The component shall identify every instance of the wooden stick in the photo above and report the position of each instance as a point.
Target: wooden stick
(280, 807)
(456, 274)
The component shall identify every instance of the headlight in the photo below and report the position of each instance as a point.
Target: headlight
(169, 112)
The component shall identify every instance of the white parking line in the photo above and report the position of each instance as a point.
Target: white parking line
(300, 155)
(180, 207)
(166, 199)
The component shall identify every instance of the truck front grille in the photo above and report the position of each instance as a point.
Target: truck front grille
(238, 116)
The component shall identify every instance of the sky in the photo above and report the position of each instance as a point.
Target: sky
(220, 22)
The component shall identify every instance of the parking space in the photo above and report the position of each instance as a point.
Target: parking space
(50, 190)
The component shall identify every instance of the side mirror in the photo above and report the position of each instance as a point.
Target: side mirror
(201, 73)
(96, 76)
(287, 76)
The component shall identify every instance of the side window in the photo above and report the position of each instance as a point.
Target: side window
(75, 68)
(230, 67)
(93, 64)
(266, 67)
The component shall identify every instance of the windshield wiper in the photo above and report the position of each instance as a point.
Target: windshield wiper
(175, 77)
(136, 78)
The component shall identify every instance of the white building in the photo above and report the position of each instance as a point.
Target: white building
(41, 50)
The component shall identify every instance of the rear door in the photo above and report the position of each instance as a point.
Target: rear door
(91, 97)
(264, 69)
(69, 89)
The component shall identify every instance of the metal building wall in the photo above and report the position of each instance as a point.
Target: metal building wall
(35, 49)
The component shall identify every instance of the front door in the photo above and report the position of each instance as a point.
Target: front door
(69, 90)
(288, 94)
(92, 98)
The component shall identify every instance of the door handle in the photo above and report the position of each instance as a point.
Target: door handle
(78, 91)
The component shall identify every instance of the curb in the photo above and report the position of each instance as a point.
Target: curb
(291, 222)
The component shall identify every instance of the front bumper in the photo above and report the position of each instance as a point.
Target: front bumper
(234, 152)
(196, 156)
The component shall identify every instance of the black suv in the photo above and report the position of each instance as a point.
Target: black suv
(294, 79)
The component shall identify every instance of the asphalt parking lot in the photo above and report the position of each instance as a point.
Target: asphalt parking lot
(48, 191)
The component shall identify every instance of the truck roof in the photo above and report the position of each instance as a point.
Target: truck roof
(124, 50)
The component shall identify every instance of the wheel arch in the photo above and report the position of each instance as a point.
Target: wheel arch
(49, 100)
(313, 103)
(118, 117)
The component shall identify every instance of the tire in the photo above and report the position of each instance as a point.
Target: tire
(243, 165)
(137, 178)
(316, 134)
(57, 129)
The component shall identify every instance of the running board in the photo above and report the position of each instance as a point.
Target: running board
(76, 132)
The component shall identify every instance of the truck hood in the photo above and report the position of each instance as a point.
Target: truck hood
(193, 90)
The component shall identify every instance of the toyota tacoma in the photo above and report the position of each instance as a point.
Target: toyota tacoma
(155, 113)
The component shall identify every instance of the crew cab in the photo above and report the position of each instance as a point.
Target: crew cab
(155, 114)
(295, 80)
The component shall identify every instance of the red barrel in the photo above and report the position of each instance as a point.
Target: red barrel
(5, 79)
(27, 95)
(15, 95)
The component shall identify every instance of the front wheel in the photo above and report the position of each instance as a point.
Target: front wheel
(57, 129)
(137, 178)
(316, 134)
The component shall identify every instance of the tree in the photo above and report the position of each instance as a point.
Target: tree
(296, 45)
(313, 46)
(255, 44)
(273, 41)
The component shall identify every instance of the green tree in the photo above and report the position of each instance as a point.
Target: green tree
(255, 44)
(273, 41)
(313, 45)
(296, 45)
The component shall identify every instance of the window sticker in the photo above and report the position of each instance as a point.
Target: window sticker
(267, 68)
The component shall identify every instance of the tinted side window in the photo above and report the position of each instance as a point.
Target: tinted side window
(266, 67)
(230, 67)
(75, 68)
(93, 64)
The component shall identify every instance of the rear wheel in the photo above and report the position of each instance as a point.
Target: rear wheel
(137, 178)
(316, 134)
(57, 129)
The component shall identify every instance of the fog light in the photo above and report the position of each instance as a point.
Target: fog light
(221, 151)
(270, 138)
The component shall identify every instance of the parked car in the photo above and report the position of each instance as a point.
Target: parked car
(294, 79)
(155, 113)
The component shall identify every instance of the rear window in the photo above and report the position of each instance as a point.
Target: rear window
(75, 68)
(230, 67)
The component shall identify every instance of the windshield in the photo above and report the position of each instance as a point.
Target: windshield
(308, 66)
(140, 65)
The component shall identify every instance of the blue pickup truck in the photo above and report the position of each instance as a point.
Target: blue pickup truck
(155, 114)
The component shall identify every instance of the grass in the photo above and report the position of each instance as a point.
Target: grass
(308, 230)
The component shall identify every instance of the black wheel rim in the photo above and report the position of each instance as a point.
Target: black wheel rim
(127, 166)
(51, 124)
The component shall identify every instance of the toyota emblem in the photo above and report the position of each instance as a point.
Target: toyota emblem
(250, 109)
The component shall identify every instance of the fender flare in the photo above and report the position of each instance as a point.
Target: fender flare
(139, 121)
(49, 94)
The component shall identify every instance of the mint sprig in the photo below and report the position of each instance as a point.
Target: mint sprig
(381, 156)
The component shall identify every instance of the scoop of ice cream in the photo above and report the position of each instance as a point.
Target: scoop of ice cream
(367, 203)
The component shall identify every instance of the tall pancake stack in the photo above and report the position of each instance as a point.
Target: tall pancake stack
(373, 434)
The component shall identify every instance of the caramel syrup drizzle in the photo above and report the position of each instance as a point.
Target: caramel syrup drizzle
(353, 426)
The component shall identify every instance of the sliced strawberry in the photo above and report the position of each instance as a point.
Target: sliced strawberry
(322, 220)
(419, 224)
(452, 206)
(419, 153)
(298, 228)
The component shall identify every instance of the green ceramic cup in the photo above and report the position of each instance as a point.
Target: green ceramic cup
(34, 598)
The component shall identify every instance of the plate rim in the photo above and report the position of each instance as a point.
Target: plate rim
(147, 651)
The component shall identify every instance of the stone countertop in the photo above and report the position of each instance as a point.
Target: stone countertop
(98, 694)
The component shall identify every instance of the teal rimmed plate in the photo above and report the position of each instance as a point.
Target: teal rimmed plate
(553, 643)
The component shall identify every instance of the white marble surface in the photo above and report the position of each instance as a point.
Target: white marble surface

- - -

_Action item_:
Scan the listing and report each line where the word "surface" shows up.

_Written response_:
The component shall identify every instance of the white marble surface in the photo above and report the position of each instance as a point.
Target: white marble surface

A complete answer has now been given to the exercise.